__Stated exercise__
All entries below are to be set down again, identical to the source.

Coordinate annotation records
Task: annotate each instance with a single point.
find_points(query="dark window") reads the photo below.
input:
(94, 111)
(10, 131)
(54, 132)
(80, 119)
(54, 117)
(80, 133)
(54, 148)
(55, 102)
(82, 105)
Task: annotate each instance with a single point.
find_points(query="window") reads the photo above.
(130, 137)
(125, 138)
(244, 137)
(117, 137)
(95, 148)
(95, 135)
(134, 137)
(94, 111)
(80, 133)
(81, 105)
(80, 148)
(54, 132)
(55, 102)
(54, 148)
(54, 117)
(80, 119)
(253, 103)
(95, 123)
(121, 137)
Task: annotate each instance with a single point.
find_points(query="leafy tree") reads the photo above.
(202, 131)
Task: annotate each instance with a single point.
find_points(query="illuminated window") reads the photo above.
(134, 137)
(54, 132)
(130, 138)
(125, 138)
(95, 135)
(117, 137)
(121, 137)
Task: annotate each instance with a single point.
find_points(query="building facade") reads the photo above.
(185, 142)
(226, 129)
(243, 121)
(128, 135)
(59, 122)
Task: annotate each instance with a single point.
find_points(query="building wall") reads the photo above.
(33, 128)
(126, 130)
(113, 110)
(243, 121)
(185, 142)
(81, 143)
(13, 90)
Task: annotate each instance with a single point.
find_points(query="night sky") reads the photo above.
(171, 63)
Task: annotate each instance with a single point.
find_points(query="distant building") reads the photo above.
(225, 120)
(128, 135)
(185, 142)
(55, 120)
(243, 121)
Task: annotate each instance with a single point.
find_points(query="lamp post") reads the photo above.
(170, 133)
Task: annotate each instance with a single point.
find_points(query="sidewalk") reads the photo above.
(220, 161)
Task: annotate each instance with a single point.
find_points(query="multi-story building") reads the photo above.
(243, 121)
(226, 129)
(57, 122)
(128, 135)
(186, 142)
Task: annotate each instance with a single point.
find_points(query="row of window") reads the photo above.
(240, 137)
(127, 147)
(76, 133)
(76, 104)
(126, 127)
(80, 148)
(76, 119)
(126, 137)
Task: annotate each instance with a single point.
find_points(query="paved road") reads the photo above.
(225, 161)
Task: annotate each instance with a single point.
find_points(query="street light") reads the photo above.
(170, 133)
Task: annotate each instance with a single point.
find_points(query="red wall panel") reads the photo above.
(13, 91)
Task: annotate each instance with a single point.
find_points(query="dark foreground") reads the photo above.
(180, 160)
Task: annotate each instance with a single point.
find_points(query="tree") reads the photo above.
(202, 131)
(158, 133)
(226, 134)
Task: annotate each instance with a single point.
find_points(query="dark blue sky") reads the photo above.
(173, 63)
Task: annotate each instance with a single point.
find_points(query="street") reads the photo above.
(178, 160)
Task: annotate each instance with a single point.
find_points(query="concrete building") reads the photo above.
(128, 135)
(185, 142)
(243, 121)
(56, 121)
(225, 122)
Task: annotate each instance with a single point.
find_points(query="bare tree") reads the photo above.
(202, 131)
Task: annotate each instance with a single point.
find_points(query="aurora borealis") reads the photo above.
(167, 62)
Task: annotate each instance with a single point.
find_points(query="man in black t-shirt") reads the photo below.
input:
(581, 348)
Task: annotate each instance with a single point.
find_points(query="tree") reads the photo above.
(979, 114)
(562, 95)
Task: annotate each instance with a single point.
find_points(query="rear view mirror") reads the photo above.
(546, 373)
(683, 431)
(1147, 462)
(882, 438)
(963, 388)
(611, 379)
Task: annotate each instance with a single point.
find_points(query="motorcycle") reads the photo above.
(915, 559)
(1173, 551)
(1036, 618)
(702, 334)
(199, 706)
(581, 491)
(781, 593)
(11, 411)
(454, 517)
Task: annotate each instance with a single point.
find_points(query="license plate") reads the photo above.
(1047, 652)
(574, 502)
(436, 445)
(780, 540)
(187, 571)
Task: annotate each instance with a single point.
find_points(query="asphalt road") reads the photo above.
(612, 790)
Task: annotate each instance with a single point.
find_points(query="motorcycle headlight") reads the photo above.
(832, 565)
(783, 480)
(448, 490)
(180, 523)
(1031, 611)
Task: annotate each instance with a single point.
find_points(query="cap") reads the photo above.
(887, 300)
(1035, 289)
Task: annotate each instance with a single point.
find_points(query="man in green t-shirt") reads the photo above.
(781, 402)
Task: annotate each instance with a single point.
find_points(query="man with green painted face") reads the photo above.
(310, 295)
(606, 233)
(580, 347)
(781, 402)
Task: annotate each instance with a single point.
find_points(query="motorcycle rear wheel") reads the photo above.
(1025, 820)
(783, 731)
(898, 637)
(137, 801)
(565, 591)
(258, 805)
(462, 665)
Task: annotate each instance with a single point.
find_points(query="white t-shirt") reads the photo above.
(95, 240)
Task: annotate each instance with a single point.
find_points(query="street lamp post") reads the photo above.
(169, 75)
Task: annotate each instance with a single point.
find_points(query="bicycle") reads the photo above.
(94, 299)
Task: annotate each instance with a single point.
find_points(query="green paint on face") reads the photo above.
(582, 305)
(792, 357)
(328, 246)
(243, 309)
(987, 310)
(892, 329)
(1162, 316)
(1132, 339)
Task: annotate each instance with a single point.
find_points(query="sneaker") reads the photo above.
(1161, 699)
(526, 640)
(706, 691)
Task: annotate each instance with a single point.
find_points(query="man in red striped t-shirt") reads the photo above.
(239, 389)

__Result for this task__
Task: annotate each instance with a single point.
find_points(query="dark window") reads the photo below.
input:
(94, 111)
(10, 131)
(54, 132)
(80, 119)
(54, 117)
(80, 133)
(54, 148)
(55, 102)
(82, 105)
Task: annotate each instance with a single point.
find_points(query="window") reads the photo above.
(130, 137)
(125, 138)
(244, 137)
(117, 137)
(95, 148)
(95, 135)
(134, 137)
(94, 111)
(80, 133)
(81, 105)
(80, 148)
(54, 132)
(55, 102)
(54, 148)
(54, 117)
(80, 119)
(253, 103)
(95, 123)
(121, 137)
Task: annotate each instance with a single point.
find_points(query="leafy tree") reads the photo above.
(202, 131)
Task: annotate each instance with a single point.
find_points(query="illuminated window") reads the photo above.
(134, 137)
(54, 132)
(130, 138)
(125, 138)
(95, 135)
(117, 137)
(121, 137)
Task: annotate each instance with a single point.
find_points(query="building facade") reads the photo above.
(185, 142)
(226, 129)
(243, 121)
(128, 135)
(59, 122)
Task: annotate each instance with a single point.
find_points(query="building wall") reads the photo above.
(33, 128)
(126, 130)
(113, 110)
(243, 121)
(185, 142)
(81, 143)
(13, 90)
Task: annotate each instance with a single point.
find_points(query="night sky") reads the photo above.
(171, 63)
Task: annotate each instance with a single point.
find_points(query="distant building") reads the photo above.
(225, 120)
(128, 135)
(185, 142)
(55, 120)
(243, 121)
Task: annotate each instance with a single point.
find_points(query="lamp post") reads the photo above.
(170, 133)
Task: annotate each instance with a single point.
find_points(query="sidewalk") reads the photo above.
(220, 161)
Task: annotate each instance with a single point.
find_points(query="multi-story building") reads the photo above.
(243, 121)
(226, 129)
(57, 122)
(128, 135)
(186, 142)
Task: annotate each instance with a single point.
find_points(query="row of window") reads the photo above.
(240, 137)
(127, 147)
(76, 133)
(76, 104)
(126, 127)
(80, 148)
(76, 119)
(126, 137)
Task: annotate each instance with a single point.
find_points(query="paved road") reads the photo above.
(225, 161)
Task: annotate each instance with a single point.
find_points(query="street light") reads the photo above.
(170, 133)
Task: annotate each instance with a single point.
find_points(query="red wall panel") reads the photo above.
(13, 91)
Task: annotate each instance with a single point.
find_points(query="dark foreground") reads the photo above.
(180, 160)
Task: annotate each instance with a single point.
find_points(query="tree") reads the photo above.
(202, 131)
(158, 133)
(226, 134)
Task: annotate each instance with a single point.
find_points(query="dark blue sky") reads the photo above.
(173, 63)
Task: annotate each instance with a single point.
find_points(query="street") reads the photo above.
(178, 160)
Task: annotate each instance with a single point.
find_points(query="concrete building") reads the photo above.
(128, 135)
(185, 142)
(243, 121)
(56, 121)
(225, 122)
Task: annotate each instance with a single point.
find_points(query="bare tree") reads the photo above.
(202, 131)
Task: annotate each instance with a single point.
find_points(query="aurora borealis") reads the photo above.
(167, 62)
Task: annotate each instance with a single point.
find_points(query="man in black t-shirt") reads the photo below.
input:
(581, 348)
Task: annotate each instance with a single point.
find_points(query="tree") reads the photo above.
(979, 114)
(562, 95)
Task: annotate each instance with a single point.
find_points(query="rear view mirror") reads the photo above.
(546, 373)
(683, 431)
(1147, 462)
(882, 438)
(963, 388)
(611, 379)
Task: annotate each instance with a single point.
find_points(query="motorcycle") reads the photo above.
(915, 559)
(1173, 551)
(1036, 618)
(702, 334)
(199, 706)
(581, 491)
(781, 593)
(11, 411)
(454, 517)
Task: annotate each instance with a single point.
find_points(query="license plate") reads the photo above.
(1047, 652)
(574, 502)
(436, 445)
(780, 540)
(187, 571)
Task: annotate each instance with a single point.
find_points(query="asphalt road") reads the photo above.
(612, 790)
Task: annotate each instance with a single point.
find_points(query="motorcycle headlight") reads the photo above.
(832, 565)
(783, 480)
(448, 490)
(180, 523)
(1031, 611)
Task: annotate each instance with a single point.
find_points(query="cap") reads the photo above.
(887, 300)
(1035, 289)
Task: annotate each instance with a single point.
find_points(query="man in green t-shirt") reads the photo above.
(781, 402)
Task: annotate each instance with a single point.
find_points(query="man with green painted face") reads the photo above.
(310, 295)
(606, 233)
(580, 347)
(781, 402)
Task: annotate each instance with a single point.
find_points(query="motorcycle rear wheel") reads the photo above.
(1025, 820)
(783, 731)
(898, 637)
(137, 801)
(565, 591)
(258, 805)
(462, 665)
Task: annotate each instance with a single point.
find_points(query="white t-shirt") reads the photo above.
(95, 240)
Task: annotate each instance with a single point.
find_points(query="street lamp post") reads the photo above.
(169, 75)
Task: annotate each instance with a single point.
find_points(query="bicycle") reads the photo above.
(94, 299)
Task: annotate each instance with a single point.
find_points(query="green paint on face") reads the photo above.
(582, 305)
(792, 357)
(328, 246)
(243, 309)
(987, 310)
(892, 329)
(1162, 316)
(1132, 339)
Task: annotate each instance with a single point.
find_points(query="sneaker") reads the photo above.
(1161, 699)
(526, 640)
(706, 691)
Task: annotate each instance with a single point.
find_points(query="man in red striped t-shirt") reads the photo above.
(239, 389)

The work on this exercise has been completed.